▶ MATERIAL FOR THE TASK
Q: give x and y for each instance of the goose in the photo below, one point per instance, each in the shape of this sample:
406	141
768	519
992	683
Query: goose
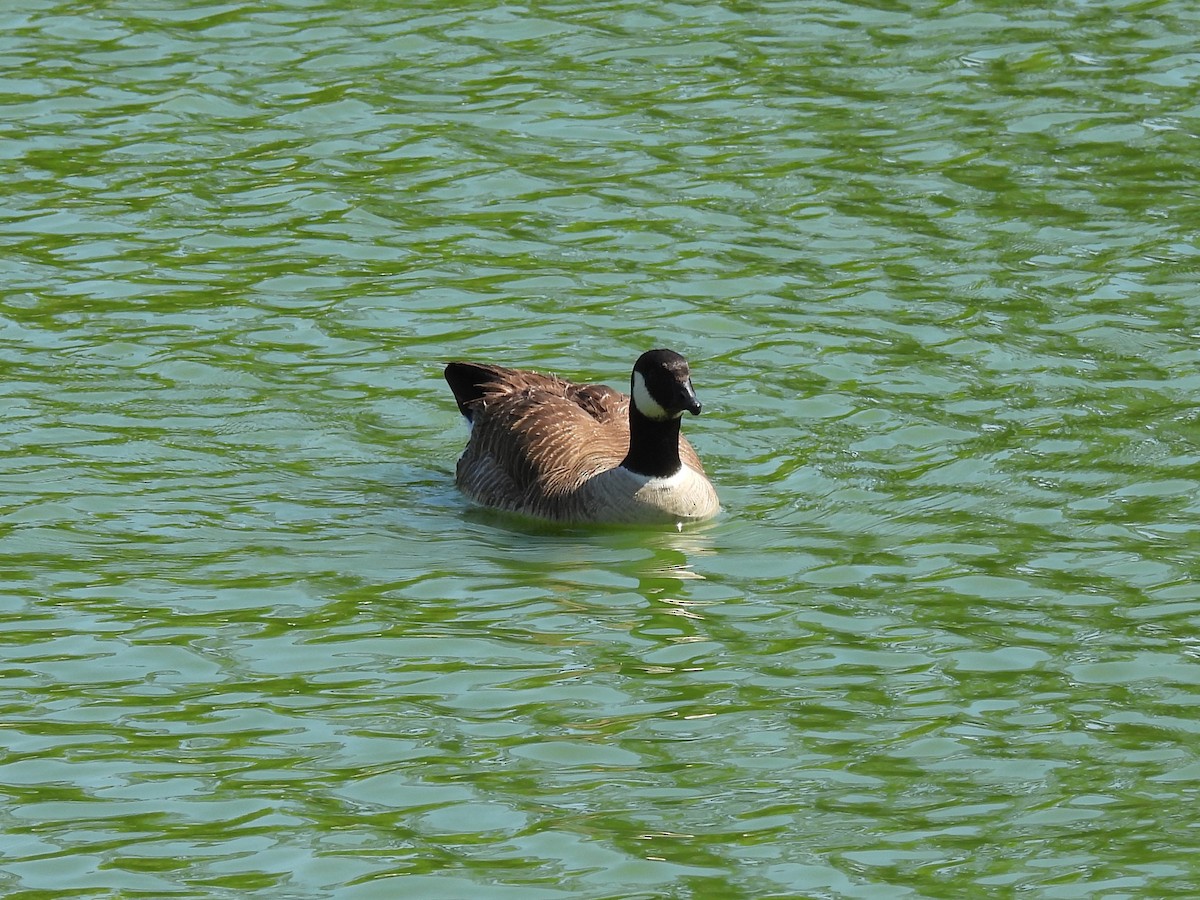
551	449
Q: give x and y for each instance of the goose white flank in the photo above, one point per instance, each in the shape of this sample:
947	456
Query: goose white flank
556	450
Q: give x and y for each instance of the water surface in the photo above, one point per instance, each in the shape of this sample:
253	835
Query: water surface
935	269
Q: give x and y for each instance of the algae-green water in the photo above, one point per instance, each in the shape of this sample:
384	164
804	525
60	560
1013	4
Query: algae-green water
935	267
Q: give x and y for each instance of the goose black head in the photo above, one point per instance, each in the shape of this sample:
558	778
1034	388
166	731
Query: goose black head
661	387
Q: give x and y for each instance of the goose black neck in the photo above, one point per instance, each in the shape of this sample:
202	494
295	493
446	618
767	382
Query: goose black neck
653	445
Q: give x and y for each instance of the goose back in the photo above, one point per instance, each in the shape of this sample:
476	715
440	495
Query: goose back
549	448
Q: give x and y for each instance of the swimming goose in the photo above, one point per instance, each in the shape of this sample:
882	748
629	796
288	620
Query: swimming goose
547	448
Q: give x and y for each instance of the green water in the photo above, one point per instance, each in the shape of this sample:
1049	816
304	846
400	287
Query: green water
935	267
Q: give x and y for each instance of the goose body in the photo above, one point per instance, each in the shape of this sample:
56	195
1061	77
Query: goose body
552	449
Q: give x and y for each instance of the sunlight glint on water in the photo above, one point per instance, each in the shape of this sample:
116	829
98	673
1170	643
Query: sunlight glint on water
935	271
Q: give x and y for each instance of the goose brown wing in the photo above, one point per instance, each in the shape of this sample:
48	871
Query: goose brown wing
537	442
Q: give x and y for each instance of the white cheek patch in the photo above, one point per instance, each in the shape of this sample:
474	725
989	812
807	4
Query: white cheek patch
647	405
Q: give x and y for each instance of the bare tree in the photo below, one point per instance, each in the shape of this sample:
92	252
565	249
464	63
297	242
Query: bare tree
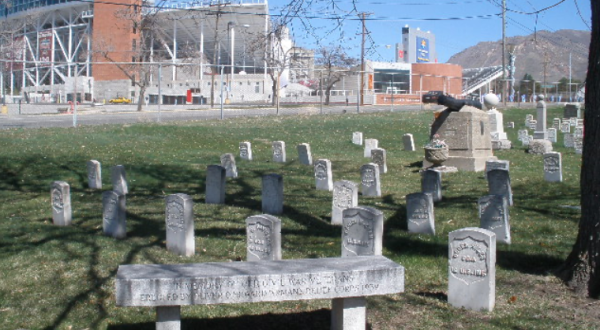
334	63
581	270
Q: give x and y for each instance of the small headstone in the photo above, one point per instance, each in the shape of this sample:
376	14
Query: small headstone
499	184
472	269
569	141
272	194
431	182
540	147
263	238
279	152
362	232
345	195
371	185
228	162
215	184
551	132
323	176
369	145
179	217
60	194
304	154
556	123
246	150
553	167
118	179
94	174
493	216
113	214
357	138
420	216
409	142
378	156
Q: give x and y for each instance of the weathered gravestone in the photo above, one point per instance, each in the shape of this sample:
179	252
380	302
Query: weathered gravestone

▶ TASK BRIEF
Change every "Query" in the lines above to "Target" and write them out again with nothing else altered. Leave the pictures out.

▶ ANSWER BELOW
Q: give x and y for each instance of the goose in the photo below, one point per instance, each in the shape of this sample:
406	141
768	519
992	683
Target: goose
551	449
Q: give x and y for each instance of the goose white flank in the photo above, one point per instance, each in the shape of this sample:
947	456
Target: goose white flank
556	450
Q: give x and y for each instance of the water surface in the photo above, one point per instance, each in the shape of this sample:
253	835
Target: water surface
935	269
Q: give x and y for each instance of the algae-green water in the photo above, one point per instance, each in the shape of this sample:
384	164
804	525
60	560
1013	4
Target: algae-green water
935	267
Q: give x and y for each instance of the goose black head in the photo above, one point per instance, each in the shape of this sample:
558	778
1034	388
166	731
Target: goose black head
661	387
Q: give x and y for each instance of the goose black neck in the photo above, one point per instance, each in the shape of this sample:
202	494
295	493
446	618
767	382
Target: goose black neck
653	445
Q: give x and y for each instance of the goose back in the photo above, one point per instance, each in the shape of this sample:
476	715
440	495
Target: goose back
549	448
Q: give x and y for each instance of the swimming goose in the photo above, one point per instance, each in the shape of this sample:
882	748
629	796
288	620
Target: swimming goose
547	448
Q: give x and y for each instance of the green water in the photo above, one point per instance, each in the shape of this sample:
1049	816
304	846
400	287
Target: green water
935	267
Q: give x and y for each instance of the goose body in the photo above, one point per instance, each in the shape of this sample:
56	195
1061	77
Target: goose body
552	449
Q: give x and y for each instance of the sunlight glint on water in the photo above, one point per instance, each in the shape of this sample:
116	829
98	673
1170	643
Target: sunlight glint on water
935	271
Q: give x and y for each instance of the goose brown wing in the photo above, one point per instance, each in the shape of this sample:
48	871
Target: goose brown wing
537	442
Q: give x and y for each instance of the white cheek patch in the photo above, one point per instance, each in the shape of this sample:
474	725
989	812
807	4
Target: white cheek patch
647	405
Q: give x and y for each instance of the bare tree in the photo below, one point per instance, each in the shape of this sample:
92	252
565	249
464	63
297	242
Target: bare tree
334	63
581	270
Q: give x and y for each instance of the small headstone in the photo above, one point per instance, each in the shape of this sample:
376	14
Target: small headstone
499	184
472	269
569	141
272	194
431	182
540	147
263	238
279	152
362	232
345	195
371	185
228	162
215	184
551	132
323	176
369	145
179	217
60	194
304	154
556	123
246	150
553	167
118	179
94	174
493	216
113	214
357	138
420	216
409	142
378	156
Q: give x and y for each instance of the weathered gravestone in the photo above, one point per instance, each in the shape of this sample:
179	252
380	302
Target: weathered gravestone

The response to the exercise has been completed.